**Exercise prompt**
Please give all the lines below as a numbered list, leaving out any blank lines and the pictures.

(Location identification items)
==========

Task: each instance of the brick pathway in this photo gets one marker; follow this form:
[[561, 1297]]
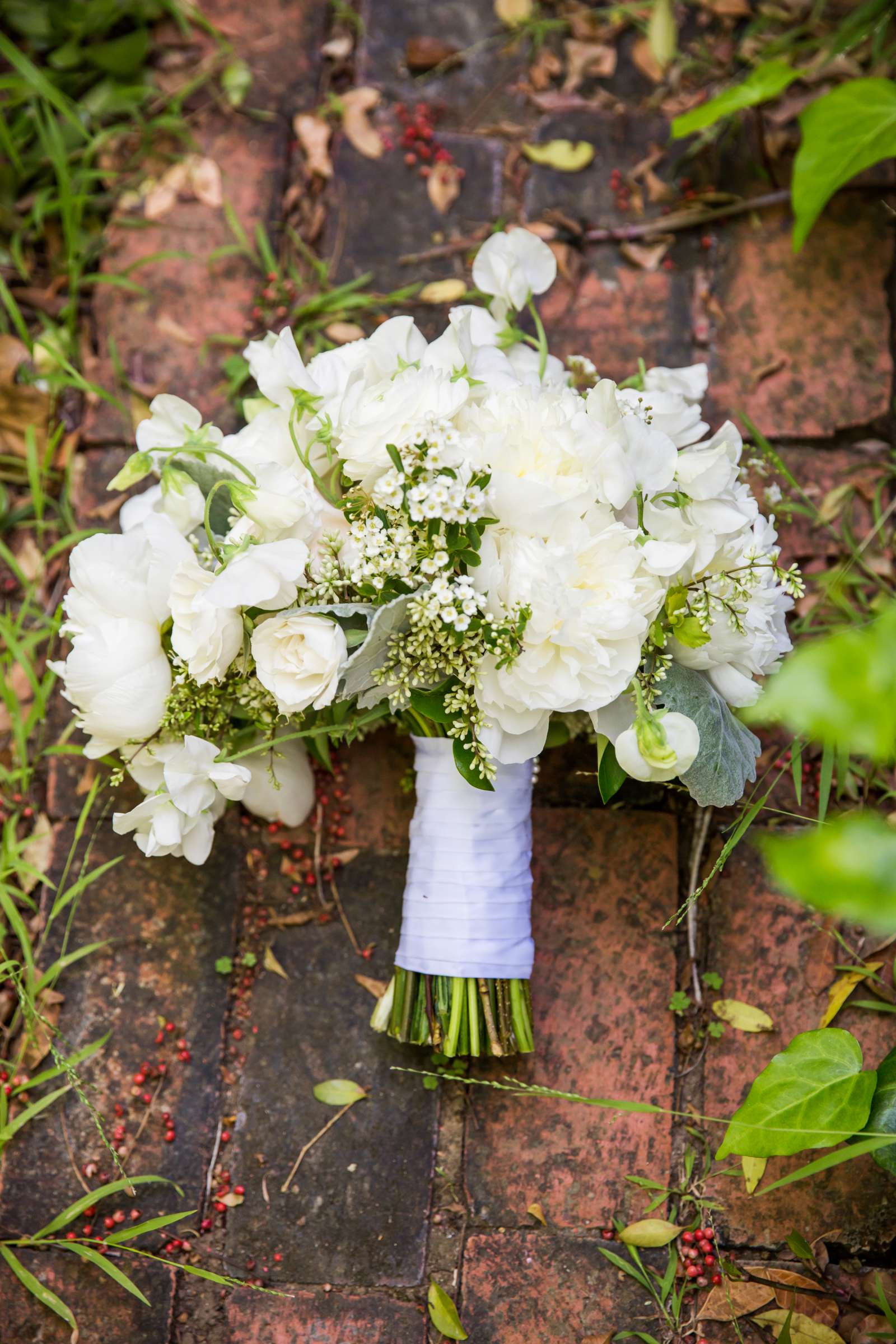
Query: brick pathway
[[414, 1183]]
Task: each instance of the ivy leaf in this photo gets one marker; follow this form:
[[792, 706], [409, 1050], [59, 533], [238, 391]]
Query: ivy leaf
[[444, 1314], [760, 85], [610, 773], [813, 1094], [847, 867], [339, 1092], [727, 756], [883, 1110], [844, 132], [358, 673]]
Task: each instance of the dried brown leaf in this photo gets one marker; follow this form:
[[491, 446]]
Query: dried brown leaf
[[423, 54], [270, 963], [587, 59], [314, 135], [444, 187], [356, 106], [647, 256], [734, 1299], [374, 987]]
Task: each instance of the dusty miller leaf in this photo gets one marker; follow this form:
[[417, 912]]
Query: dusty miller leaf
[[727, 756]]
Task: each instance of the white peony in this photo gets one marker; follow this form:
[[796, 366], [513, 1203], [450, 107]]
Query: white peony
[[682, 746], [298, 660], [268, 576], [396, 410], [512, 268], [119, 679], [531, 440], [282, 783], [591, 604], [206, 636]]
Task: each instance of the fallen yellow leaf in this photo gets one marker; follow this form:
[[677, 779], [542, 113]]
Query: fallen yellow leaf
[[742, 1016], [442, 292], [843, 988], [754, 1170], [562, 155], [270, 963], [356, 124], [802, 1328]]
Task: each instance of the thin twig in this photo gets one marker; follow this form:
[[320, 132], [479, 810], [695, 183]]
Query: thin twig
[[211, 1166], [312, 1141], [696, 858], [344, 918]]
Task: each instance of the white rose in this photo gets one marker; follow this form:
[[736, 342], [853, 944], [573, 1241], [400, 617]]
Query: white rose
[[298, 660], [514, 267], [119, 679], [683, 741], [206, 636], [289, 796], [267, 576], [172, 422]]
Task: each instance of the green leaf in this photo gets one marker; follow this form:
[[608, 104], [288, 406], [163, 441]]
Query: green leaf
[[767, 81], [466, 768], [339, 1092], [38, 1291], [610, 773], [847, 867], [106, 1267], [128, 1234], [115, 1187], [444, 1314], [844, 132], [883, 1110], [727, 756], [841, 690], [823, 1164], [813, 1094]]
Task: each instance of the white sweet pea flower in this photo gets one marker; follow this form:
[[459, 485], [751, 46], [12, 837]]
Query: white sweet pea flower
[[268, 576], [174, 424], [298, 660], [119, 679], [689, 384], [278, 368], [644, 757], [206, 636], [512, 267], [282, 783], [160, 828], [281, 503], [633, 455]]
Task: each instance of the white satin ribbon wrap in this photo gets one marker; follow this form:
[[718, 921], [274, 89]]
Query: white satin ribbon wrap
[[469, 885]]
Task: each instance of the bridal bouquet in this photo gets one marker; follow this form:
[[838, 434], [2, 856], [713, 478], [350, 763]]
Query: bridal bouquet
[[468, 538]]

==========

**Task result**
1. Task: each instance of the brick pathway in this photo gets one marker; follow this form:
2. [[561, 1297]]
3. Query: brick pathway
4. [[414, 1183]]
5. Task: each instance of the ivy leaf in this photo gets one marker; follow this form:
6. [[792, 706], [409, 1050], [59, 533], [238, 391]]
7. Query: ivy leaf
8. [[444, 1314], [760, 85], [610, 773], [813, 1094], [847, 867], [339, 1092], [727, 756], [883, 1110], [844, 132], [358, 673]]
9. Task: each instance of the dried brown leaf in this photo gets one marker; follow this form:
10. [[491, 446]]
11. Query: dried brown leaf
12. [[423, 54], [270, 963], [587, 59], [314, 135], [444, 187], [356, 106], [647, 256], [734, 1299], [374, 987]]
13. Task: each instance of the dusty miller leaf in this photo gets one marker; follow this form:
14. [[417, 912]]
15. Query: dusty miller leaf
16. [[727, 756]]
17. Task: each instance of the white peony in this photo gets one marker; follow this form:
18. [[796, 366], [513, 1203], [450, 107]]
19. Query: white peony
20. [[682, 746], [298, 660], [268, 576], [396, 410], [512, 268], [119, 679], [531, 440], [282, 783], [591, 604], [206, 636]]
21. Task: each instance of the fallen yellow leaf in this photo gets one marker; follow this form:
22. [[677, 779], [542, 113]]
23. Query: fallen yellow leaf
24. [[742, 1016], [442, 292], [843, 988], [754, 1170], [562, 155], [270, 963], [356, 124], [802, 1328]]
25. Task: each instance of the thin twig in this photo gets one marker; follow this form:
26. [[320, 132], [479, 810], [695, 183]]
27. Query: thin twig
28. [[211, 1166], [312, 1141], [696, 858], [344, 918]]
29. Task: each instance of the white rose in this photo gets one marker; follow this form:
30. [[736, 342], [853, 944], [573, 1241], [400, 617]]
31. Query: white rose
32. [[298, 660], [514, 267], [119, 679], [683, 741], [206, 636], [289, 796], [267, 576], [172, 422]]
33. Task: each instance of the green leaf in this photo gets one marker; follow this form:
34. [[608, 104], [288, 406], [163, 441]]
35. Query: green leaf
36. [[767, 81], [466, 768], [339, 1092], [38, 1291], [610, 773], [847, 867], [106, 1267], [128, 1234], [115, 1187], [444, 1314], [844, 132], [883, 1110], [727, 756], [841, 690], [823, 1164], [813, 1094]]
37. Task: each instance of the white sweet pea flower in this photo gets one marker; follow this form:
38. [[459, 485], [751, 46], [12, 837]]
39. Query: white sweet pea flower
40. [[268, 576], [174, 424], [298, 660], [119, 679], [689, 384], [278, 368], [644, 757], [206, 636], [512, 267], [282, 783], [160, 828], [281, 503], [633, 455]]
41. Task: each instance of the white satin ribbon wrap in this photo gets one marker; follow this form:
42. [[718, 921], [274, 89]]
43. Query: white satin ribbon wrap
44. [[469, 885]]
45. Task: each instance of the bridal bouquet in this photo gets one marker; follow this form:
46. [[838, 434], [2, 856], [713, 478], [350, 763]]
47. Query: bridal bouquet
48. [[468, 538]]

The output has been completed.